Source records
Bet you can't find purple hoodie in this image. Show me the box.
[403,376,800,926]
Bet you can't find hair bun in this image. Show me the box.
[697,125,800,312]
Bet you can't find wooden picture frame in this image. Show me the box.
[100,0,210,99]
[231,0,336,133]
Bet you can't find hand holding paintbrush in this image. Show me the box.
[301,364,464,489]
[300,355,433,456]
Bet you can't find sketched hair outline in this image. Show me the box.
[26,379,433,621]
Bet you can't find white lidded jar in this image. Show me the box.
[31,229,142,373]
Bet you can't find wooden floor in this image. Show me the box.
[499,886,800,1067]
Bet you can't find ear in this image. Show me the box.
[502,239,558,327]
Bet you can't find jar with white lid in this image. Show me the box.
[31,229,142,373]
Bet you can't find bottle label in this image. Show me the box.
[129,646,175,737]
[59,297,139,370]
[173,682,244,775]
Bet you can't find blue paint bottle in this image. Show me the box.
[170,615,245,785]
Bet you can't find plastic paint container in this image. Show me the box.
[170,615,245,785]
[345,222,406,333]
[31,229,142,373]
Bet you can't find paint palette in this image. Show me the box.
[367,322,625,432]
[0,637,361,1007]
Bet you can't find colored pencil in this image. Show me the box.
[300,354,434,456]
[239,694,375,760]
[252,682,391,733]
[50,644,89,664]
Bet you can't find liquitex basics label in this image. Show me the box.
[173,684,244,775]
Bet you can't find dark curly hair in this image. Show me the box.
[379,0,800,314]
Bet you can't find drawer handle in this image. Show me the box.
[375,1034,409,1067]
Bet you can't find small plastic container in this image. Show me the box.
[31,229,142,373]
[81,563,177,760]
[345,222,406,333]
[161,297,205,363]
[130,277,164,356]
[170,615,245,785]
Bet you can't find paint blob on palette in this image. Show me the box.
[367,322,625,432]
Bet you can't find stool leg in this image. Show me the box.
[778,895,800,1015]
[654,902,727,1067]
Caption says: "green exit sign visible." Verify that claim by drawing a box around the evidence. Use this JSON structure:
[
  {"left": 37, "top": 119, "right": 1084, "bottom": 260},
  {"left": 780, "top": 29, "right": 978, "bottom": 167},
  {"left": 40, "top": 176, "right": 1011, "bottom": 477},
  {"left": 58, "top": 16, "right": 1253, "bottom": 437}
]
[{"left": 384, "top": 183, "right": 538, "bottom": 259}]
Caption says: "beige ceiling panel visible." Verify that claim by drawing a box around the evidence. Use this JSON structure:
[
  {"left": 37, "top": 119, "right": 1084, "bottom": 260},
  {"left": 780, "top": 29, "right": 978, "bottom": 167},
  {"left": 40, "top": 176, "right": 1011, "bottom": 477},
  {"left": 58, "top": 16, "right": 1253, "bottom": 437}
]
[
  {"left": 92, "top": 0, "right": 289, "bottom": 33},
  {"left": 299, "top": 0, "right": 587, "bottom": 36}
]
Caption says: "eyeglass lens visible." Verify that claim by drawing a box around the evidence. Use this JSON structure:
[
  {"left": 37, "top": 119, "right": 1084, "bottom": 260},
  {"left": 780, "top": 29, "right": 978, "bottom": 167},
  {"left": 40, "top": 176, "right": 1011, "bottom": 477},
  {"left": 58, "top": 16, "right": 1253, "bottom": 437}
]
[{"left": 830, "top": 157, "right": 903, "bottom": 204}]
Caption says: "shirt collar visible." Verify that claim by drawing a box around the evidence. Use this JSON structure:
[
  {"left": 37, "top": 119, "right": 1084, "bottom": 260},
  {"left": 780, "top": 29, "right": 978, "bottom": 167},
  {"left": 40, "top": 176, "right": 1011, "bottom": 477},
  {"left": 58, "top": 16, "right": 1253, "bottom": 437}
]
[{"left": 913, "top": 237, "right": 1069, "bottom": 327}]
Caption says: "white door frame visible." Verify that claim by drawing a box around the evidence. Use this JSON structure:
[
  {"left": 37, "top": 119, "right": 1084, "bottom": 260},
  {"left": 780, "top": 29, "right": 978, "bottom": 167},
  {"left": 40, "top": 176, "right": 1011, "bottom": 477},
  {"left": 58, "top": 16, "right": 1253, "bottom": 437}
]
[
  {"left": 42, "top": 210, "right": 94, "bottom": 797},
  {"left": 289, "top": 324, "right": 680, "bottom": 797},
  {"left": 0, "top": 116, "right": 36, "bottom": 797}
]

Stated goal
Render every line of the source records above as a Markdown table with the columns Row and Record line, numbering the rows in order and omitting blank lines.

Reply
| Row | Record line |
|---|---|
| 1 | Bet you can't find purple hoodie in this image. Show me the box. |
| 2 | [403,376,800,926] |
| 3 | Bet you can't find hair bun in this image. Show me the box. |
| 4 | [697,125,800,312] |
| 5 | Bet you can't find wooden picture frame in this image. Show me the box. |
| 6 | [100,0,210,99] |
| 7 | [231,0,336,133] |
| 8 | Bet you can't find hand holding paintbrush in this image. Show me the box. |
| 9 | [301,364,464,489] |
| 10 | [300,355,433,456] |
| 11 | Bet you can't find sketched hair outline in this image. Show me the box. |
| 12 | [26,379,433,621] |
| 13 | Bet you can't find white lidded jar in this image. Show me the box. |
| 14 | [31,229,142,373] |
| 15 | Bet you can't find wooden floor in this image. Show me the box. |
| 16 | [499,886,800,1067] |
| 17 | Bet you can't find ear in this image. Show me the box. |
| 18 | [502,239,558,327] |
| 19 | Bet you can't find jar with white lid in this image. Show me the box. |
| 20 | [31,229,142,373] |
| 21 | Bet you can't find bottle label in this image. Show me the box. |
| 22 | [129,646,175,737] |
| 23 | [59,297,139,370] |
| 24 | [173,682,244,775] |
| 25 | Bet you can't find blue paint bottle in this image. Show me the box. |
| 26 | [170,615,245,785] |
| 27 | Bet you can't find plastic paint container in this image. Show me the box. |
| 28 | [170,615,245,785] |
| 29 | [345,222,406,333] |
| 30 | [31,229,142,373] |
| 31 | Bet you can't find paint palette in this image. Show me the box. |
| 32 | [367,322,625,432] |
| 33 | [0,637,361,1007] |
| 34 | Bet you can't find colored pencil in this image. Show me the box. |
| 35 | [300,354,434,456] |
| 36 | [239,694,375,760] |
| 37 | [252,682,391,733] |
| 38 | [50,644,89,664] |
| 39 | Bet you can't find liquitex basics label in this image. Show me the box. |
| 40 | [173,684,244,775] |
| 41 | Bet you can't find dark curly hair in this image. Show me the box. |
| 42 | [379,0,800,314] |
| 43 | Bet you can't find drawer handle in this image. Show me the box. |
| 44 | [375,1034,409,1067] |
| 45 | Bet you can't find small plastic container in this image. Show me the box. |
| 46 | [31,229,142,373] |
| 47 | [81,563,177,760] |
| 48 | [345,222,406,333] |
| 49 | [161,297,205,363] |
| 50 | [130,277,164,356] |
| 51 | [170,615,245,785] |
| 52 | Bet you can't find paint blob on palette in this image. Show me the box. |
| 53 | [367,322,625,432] |
| 54 | Bet you can't find stool leg in this image. Show me the box. |
| 55 | [778,895,800,1015] |
| 56 | [654,902,727,1067] |
| 57 | Caption says: "green exit sign visible." Verify that claim by drawing a box around the evidence. Use this JSON structure: |
| 58 | [ |
| 59 |   {"left": 37, "top": 119, "right": 1084, "bottom": 260}, |
| 60 |   {"left": 780, "top": 29, "right": 978, "bottom": 167}, |
| 61 |   {"left": 40, "top": 176, "right": 1011, "bottom": 477}, |
| 62 |   {"left": 58, "top": 16, "right": 1253, "bottom": 437} |
| 63 | ] |
| 64 | [{"left": 384, "top": 183, "right": 538, "bottom": 259}] |
| 65 | Caption says: "beige ceiling panel visible." Verify that claim by drawing a box around the evidence. Use this JSON structure: |
| 66 | [ |
| 67 |   {"left": 37, "top": 119, "right": 1084, "bottom": 260}, |
| 68 |   {"left": 780, "top": 29, "right": 978, "bottom": 167}, |
| 69 |   {"left": 40, "top": 176, "right": 1011, "bottom": 477}, |
| 70 |   {"left": 58, "top": 16, "right": 1253, "bottom": 437} |
| 71 | ] |
| 72 | [ |
| 73 |   {"left": 92, "top": 0, "right": 289, "bottom": 33}, |
| 74 |   {"left": 299, "top": 0, "right": 587, "bottom": 36} |
| 75 | ] |
| 76 | Caption says: "eyeglass lens visible." Verify that claim by drawing a box around the evidence. Use this JSON structure: |
| 77 | [ |
| 78 |   {"left": 37, "top": 119, "right": 1084, "bottom": 260}, |
| 79 |   {"left": 780, "top": 29, "right": 978, "bottom": 167}, |
| 80 |   {"left": 40, "top": 176, "right": 1011, "bottom": 477}, |
| 81 |   {"left": 58, "top": 16, "right": 1253, "bottom": 437} |
| 82 | ] |
| 83 | [{"left": 830, "top": 157, "right": 903, "bottom": 204}] |
| 84 | Caption says: "shirt collar visible." Verify that claim by drawing a box around the evidence. Use this JSON structure: |
| 85 | [ |
| 86 |   {"left": 37, "top": 119, "right": 1084, "bottom": 260}, |
| 87 |   {"left": 780, "top": 29, "right": 978, "bottom": 167}, |
| 88 |   {"left": 40, "top": 176, "right": 1011, "bottom": 477}, |
| 89 |   {"left": 58, "top": 16, "right": 1253, "bottom": 437} |
| 90 | ] |
| 91 | [{"left": 913, "top": 237, "right": 1069, "bottom": 327}] |
| 92 | Caption says: "white door frame visible." Verify that claim by drawing a box around the evidence. Use this JSON structure: |
| 93 | [ |
| 94 |   {"left": 37, "top": 119, "right": 1084, "bottom": 260}, |
| 95 |   {"left": 780, "top": 29, "right": 978, "bottom": 167}, |
| 96 |   {"left": 40, "top": 176, "right": 1011, "bottom": 477}, |
| 97 |   {"left": 58, "top": 16, "right": 1253, "bottom": 437} |
| 98 | ] |
| 99 | [ |
| 100 |   {"left": 42, "top": 210, "right": 94, "bottom": 797}, |
| 101 |   {"left": 289, "top": 324, "right": 680, "bottom": 797}, |
| 102 |   {"left": 0, "top": 116, "right": 36, "bottom": 797} |
| 103 | ] |